Excerpts from a dataset on pointing at objects
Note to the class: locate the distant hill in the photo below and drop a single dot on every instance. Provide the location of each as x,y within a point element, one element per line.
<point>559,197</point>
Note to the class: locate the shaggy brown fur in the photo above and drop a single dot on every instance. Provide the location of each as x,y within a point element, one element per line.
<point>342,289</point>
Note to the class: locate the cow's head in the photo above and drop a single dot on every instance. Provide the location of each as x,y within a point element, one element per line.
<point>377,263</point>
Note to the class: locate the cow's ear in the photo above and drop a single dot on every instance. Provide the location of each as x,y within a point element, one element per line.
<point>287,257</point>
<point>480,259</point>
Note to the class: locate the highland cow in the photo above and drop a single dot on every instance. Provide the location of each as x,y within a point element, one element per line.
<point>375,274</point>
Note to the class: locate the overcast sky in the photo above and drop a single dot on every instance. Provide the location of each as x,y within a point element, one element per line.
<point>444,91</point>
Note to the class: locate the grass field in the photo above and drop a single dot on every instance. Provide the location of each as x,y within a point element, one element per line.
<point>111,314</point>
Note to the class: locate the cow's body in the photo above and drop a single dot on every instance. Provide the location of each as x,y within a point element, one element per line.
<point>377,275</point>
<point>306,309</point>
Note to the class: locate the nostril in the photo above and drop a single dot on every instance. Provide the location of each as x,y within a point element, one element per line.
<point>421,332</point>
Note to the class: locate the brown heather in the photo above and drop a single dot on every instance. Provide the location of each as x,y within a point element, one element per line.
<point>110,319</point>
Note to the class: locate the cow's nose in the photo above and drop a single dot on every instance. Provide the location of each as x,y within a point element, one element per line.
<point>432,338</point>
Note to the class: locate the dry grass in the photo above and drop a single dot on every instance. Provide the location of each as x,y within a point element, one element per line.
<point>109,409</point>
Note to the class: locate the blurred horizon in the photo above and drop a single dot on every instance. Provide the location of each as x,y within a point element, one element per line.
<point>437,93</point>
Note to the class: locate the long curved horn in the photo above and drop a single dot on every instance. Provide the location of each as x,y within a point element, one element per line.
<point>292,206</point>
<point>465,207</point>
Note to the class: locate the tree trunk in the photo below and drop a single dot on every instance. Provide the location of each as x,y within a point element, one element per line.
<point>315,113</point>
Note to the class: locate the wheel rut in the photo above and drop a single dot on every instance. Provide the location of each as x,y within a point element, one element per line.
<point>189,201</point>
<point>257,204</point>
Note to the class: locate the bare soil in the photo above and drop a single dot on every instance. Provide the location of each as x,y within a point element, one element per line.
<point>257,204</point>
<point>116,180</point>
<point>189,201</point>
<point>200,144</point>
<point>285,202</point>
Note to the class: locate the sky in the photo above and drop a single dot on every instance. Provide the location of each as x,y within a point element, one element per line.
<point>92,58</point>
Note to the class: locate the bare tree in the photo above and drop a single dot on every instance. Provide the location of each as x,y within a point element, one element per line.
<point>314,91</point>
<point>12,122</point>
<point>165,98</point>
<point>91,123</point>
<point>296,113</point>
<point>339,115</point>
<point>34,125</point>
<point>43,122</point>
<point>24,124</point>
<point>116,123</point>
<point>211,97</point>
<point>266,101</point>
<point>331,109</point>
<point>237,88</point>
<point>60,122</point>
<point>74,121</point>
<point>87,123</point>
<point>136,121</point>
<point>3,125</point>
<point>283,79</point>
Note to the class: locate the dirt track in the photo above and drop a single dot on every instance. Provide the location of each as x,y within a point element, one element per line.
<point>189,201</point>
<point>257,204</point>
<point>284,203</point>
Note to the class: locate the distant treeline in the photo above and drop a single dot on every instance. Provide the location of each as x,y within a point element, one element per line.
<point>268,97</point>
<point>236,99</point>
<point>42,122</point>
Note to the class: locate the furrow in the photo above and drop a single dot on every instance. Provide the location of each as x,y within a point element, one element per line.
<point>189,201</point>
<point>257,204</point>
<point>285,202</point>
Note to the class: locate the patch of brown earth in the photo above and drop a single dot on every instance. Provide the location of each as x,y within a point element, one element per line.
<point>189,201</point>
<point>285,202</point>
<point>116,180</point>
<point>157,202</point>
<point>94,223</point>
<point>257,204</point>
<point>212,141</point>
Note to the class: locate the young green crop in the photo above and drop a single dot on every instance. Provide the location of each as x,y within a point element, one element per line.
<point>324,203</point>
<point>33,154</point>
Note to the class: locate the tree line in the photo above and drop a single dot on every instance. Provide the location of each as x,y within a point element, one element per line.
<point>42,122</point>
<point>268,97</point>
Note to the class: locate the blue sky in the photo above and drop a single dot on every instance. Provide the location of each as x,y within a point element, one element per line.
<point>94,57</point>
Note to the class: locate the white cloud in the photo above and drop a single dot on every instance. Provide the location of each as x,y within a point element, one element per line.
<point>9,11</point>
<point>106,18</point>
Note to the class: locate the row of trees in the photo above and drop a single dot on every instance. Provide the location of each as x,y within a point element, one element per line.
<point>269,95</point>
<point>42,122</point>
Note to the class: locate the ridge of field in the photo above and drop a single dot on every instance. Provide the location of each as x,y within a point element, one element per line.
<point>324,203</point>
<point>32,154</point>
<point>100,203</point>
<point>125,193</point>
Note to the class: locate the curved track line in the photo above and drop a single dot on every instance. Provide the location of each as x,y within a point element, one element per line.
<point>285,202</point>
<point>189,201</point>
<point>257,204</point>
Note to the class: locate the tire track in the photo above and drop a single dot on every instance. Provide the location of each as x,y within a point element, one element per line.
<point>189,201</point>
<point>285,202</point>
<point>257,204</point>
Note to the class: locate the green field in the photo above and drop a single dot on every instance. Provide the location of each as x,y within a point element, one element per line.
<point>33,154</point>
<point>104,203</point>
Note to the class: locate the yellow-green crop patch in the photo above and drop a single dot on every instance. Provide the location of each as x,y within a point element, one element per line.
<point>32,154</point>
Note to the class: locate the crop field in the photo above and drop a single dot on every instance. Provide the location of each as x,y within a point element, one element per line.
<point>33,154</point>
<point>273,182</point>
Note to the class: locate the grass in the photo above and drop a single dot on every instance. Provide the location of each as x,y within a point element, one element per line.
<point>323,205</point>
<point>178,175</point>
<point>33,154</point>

> REQUIREMENT
Copy out every item above word for word, keeping each line the same.

> FULL SOLUTION
Note to the class: locate the distant hill in the photo below and drop a single dot on every instance. Provide the location of each as x,y within a point element, one element per line.
<point>559,197</point>
Note to the class: locate the shaggy brown fur in the photo above and drop a single dot on every instance. Provide the location of each as x,y within a point element, one element per line.
<point>342,289</point>
Note to the class: locate the cow's head in the photo above and drop a single dot on every instance. Provide the location of each as x,y within a point element, one element per line.
<point>377,263</point>
Note to the class: locate the cow's ear in the photo above and drop a single dot on every instance. Provide the location of each as x,y within a point element, one element per line.
<point>287,257</point>
<point>480,259</point>
Note to the class: locate the highland cow in the photo above and drop a single dot on every instance. Provide the location of each as x,y within a point element, one element per line.
<point>375,274</point>
Note to the class: locate the overcast sky in the photo above and drop a single dot on every instance. Provide the location of each as x,y within a point element, one element per line.
<point>444,91</point>
Note to the class: locate the grass field in the photo above and drop a single dot on every instance. Provide the location of each as x,y within a point element, one element per line.
<point>111,314</point>
Note to the class: locate the cow's body in the photo above and drop a single dot on every instance. Provide the location of each as x,y within a point element, one element per line.
<point>377,275</point>
<point>306,309</point>
Note to the class: locate the nostril in the photo above and drop a single dot on every instance. Provide the location of each as x,y within a point element, one element per line.
<point>421,332</point>
Note to the class: locate the brown heather in the photo above and drop a single dot on every instance. Provide the location of each as x,y within a point element, one element per line.
<point>110,319</point>
Note to the class: locate the cow's nose in the photo above and drop a single dot on every instance. Provide the location of each as x,y within a point element, one element per line.
<point>432,338</point>
Note to the class: locate the dry grass in the photo above and drop a single dot on every instance. Provide the location of each as x,y within a point element, one element per line.
<point>109,409</point>
Note to the class: locate the blurred horizon in the photo above and drop a single dot on every instance. Provide the location of each as x,y within a point element, one element per line.
<point>437,93</point>
Note to the class: locate the long curved horn in the photo above and drop a single dot on every instance. Provide the location of each as x,y within a point element, one element per line.
<point>292,206</point>
<point>465,207</point>
Note to the class: locate the tree trunk in the photo below and drop a single dot on every instance. Provide the location of each as x,y within a point element, one element per line.
<point>315,113</point>
Note to the class: locate the wheel rut in the photo above and drop a single dot on every instance. Provide the location of each as x,y within a point element, one element per line.
<point>189,201</point>
<point>257,204</point>
Note to the class: locate the bare soil in the photo above and drop a single dot on every instance. Provide the location of each as x,y within a point element, one element per line.
<point>257,204</point>
<point>116,180</point>
<point>189,201</point>
<point>200,144</point>
<point>285,202</point>
Note to the class: locate the sky in the photo above and drop a single dot on every instance. Provide the location of each as x,y within a point element, one element per line.
<point>92,58</point>
Note to the class: locate the bare tree in the photo above and drop a single dot on every instance. Provide the location of each as x,y within a point element, one element per line.
<point>314,91</point>
<point>12,122</point>
<point>165,98</point>
<point>91,123</point>
<point>296,113</point>
<point>339,115</point>
<point>34,125</point>
<point>43,122</point>
<point>24,124</point>
<point>116,123</point>
<point>211,97</point>
<point>266,101</point>
<point>331,109</point>
<point>237,88</point>
<point>60,122</point>
<point>74,121</point>
<point>87,123</point>
<point>136,121</point>
<point>3,125</point>
<point>283,79</point>
Note to the class: locate the dirt track in the photo above and drop a single dot on every instance. Provide the location of each as x,y within a point element, one element per line.
<point>189,201</point>
<point>257,204</point>
<point>284,203</point>
Note to the class: locate the distant treeline in the photo above and drop a single dot on every instance. Provide the location of each as x,y within a point element, one element per line.
<point>268,97</point>
<point>236,99</point>
<point>42,122</point>
Note to the class: locate the furrow in the photo above and drop a single dot on every instance. Provide the location of each as x,y within a point element, one element per line.
<point>189,201</point>
<point>257,204</point>
<point>285,202</point>
Note to the class: locate the patch of brown earth in the photo above and drop a single dot on every instance. Provide the location of each as x,y within a point element, one element per line.
<point>189,201</point>
<point>285,202</point>
<point>116,180</point>
<point>157,202</point>
<point>94,223</point>
<point>257,204</point>
<point>212,141</point>
Note to the class: locate the young green crop in the photo above and drop a single dot on every instance. Provide the location of each as x,y within a point element, one element per line.
<point>324,203</point>
<point>33,154</point>
Note to the class: locate the tree line in the photo above and drop a single dot on every instance. Provide the location of each as x,y within a point element, one element per line.
<point>42,122</point>
<point>268,97</point>
Note to the class: locate the blue sky in the photo above and drop a single dot on every instance. Provide the location of each as x,y within a point element, one element per line.
<point>94,57</point>
Note to the class: locate the white cloud in the photo above and drop a single dot on every instance. Provide the location of each as x,y within a point element, one element per line.
<point>9,11</point>
<point>106,18</point>
Note to the class: locate the row of trees in the photo above and drop a single dot on every instance. Provide the location of each as x,y within a point element, one element per line.
<point>269,95</point>
<point>42,122</point>
Note to the class: locate the ridge of field in the photo above and drop a single dot on every instance. Provide the location of each as x,y within a point element, one element per line.
<point>324,203</point>
<point>32,154</point>
<point>100,203</point>
<point>125,193</point>
Note to the class: locate the curved track line in the photo above and drop a single dot on every instance. Provide the location of each as x,y within a point element, one element per line.
<point>285,202</point>
<point>189,201</point>
<point>257,204</point>
Note to the class: locate the tire track in the photo above and drop a single dot on every instance. Provide the location of each as x,y within a point element, one element per line.
<point>189,201</point>
<point>285,202</point>
<point>257,204</point>
Note to the class: locate the green field in the photo above and drop a single dot on every instance. Provide the location of each as x,y within a point element, one element per line.
<point>33,154</point>
<point>104,203</point>
Note to the class: locate the yellow-green crop patch in the photo above and drop a single dot on every instance. Provide the location of each as x,y within a point element, one element per line.
<point>32,154</point>
Note to the class: locate the crop field in the photo above and drop a single dot on every instance. Provide the location of each as x,y within a point element, one element per line.
<point>33,154</point>
<point>273,182</point>
Note to the class: locate the grass in the photo above and drop a single dot on every instance. Provide the location of each as x,y within a point element, one element per line.
<point>323,205</point>
<point>178,175</point>
<point>33,154</point>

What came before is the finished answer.